**Work required:** If a record holds a picture, omit the picture, but copy everything else below exactly.

══════════

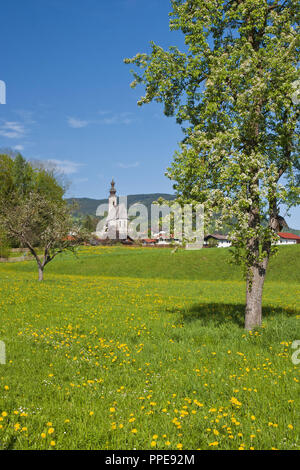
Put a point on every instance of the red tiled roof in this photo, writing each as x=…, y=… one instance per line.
x=289, y=236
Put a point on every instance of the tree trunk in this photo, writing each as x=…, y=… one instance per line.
x=254, y=290
x=41, y=273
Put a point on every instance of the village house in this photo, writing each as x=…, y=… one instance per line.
x=221, y=241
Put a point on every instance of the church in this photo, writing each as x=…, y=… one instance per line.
x=116, y=226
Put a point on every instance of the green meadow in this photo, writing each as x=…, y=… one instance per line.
x=143, y=348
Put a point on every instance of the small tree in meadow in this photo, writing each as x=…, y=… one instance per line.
x=33, y=211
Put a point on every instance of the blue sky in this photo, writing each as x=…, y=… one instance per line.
x=68, y=93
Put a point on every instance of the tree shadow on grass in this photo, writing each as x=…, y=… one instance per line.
x=234, y=313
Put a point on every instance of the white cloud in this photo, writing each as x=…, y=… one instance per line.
x=116, y=118
x=19, y=148
x=128, y=165
x=77, y=123
x=65, y=167
x=80, y=180
x=12, y=130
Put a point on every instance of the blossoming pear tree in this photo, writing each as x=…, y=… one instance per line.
x=233, y=92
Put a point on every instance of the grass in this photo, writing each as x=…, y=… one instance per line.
x=126, y=348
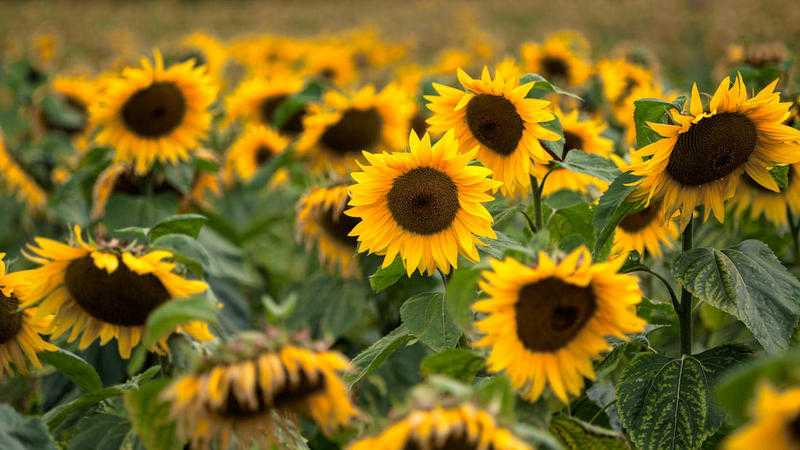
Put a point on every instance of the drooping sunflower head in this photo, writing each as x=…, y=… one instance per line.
x=252, y=150
x=257, y=99
x=581, y=134
x=20, y=331
x=342, y=126
x=560, y=59
x=104, y=290
x=700, y=159
x=776, y=421
x=155, y=113
x=246, y=382
x=321, y=222
x=425, y=205
x=462, y=427
x=495, y=115
x=544, y=324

══════════

**Result of this exercise:**
Put a point on every instance of the red tiled roof in this photo, writing each as x=…, y=… one instance per line.
x=289, y=236
Put a point on every instance of the tree trunk in this photo, writing each as x=…, y=… one instance per line.
x=254, y=290
x=41, y=273
Put a point on every instance of the village house in this photo, writing each as x=…, y=… one instance per line.
x=221, y=241
Put a point on every instance of the church in this photo, writing each as x=…, y=… one instance per line.
x=116, y=226
Put a point on every instance of the green meadow in this photo, writing each as x=…, y=… one instance per line.
x=143, y=348
Put a point on every instance of the small tree in meadow in this photo, writing each as x=…, y=… one instance per line.
x=33, y=211
Put a point on every instance of the blue sky in this photo, writing each as x=…, y=… one instance per line.
x=68, y=93
Put a point on every instance of the tree shadow on grass in this photo, writing each as x=…, y=… one instance per line.
x=234, y=313
Put a point on every instance of the white cloud in this photo, writing each as x=…, y=… one instance per line.
x=116, y=118
x=19, y=148
x=128, y=165
x=77, y=123
x=65, y=167
x=80, y=180
x=12, y=130
Put a point on every instance of the blossoming pear tree in this photo, writing each as x=…, y=… one instance per line.
x=233, y=92
Put a point on every instance of the grass in this photo, writing each as x=…, y=… one instance per line.
x=126, y=348
Put a point on every instance of the drooping sunflower head in this photo, writing each as x=…, y=… one instance per line.
x=252, y=150
x=257, y=99
x=581, y=134
x=20, y=331
x=342, y=126
x=560, y=59
x=104, y=290
x=700, y=159
x=776, y=421
x=155, y=113
x=246, y=382
x=321, y=222
x=425, y=205
x=462, y=427
x=495, y=115
x=544, y=324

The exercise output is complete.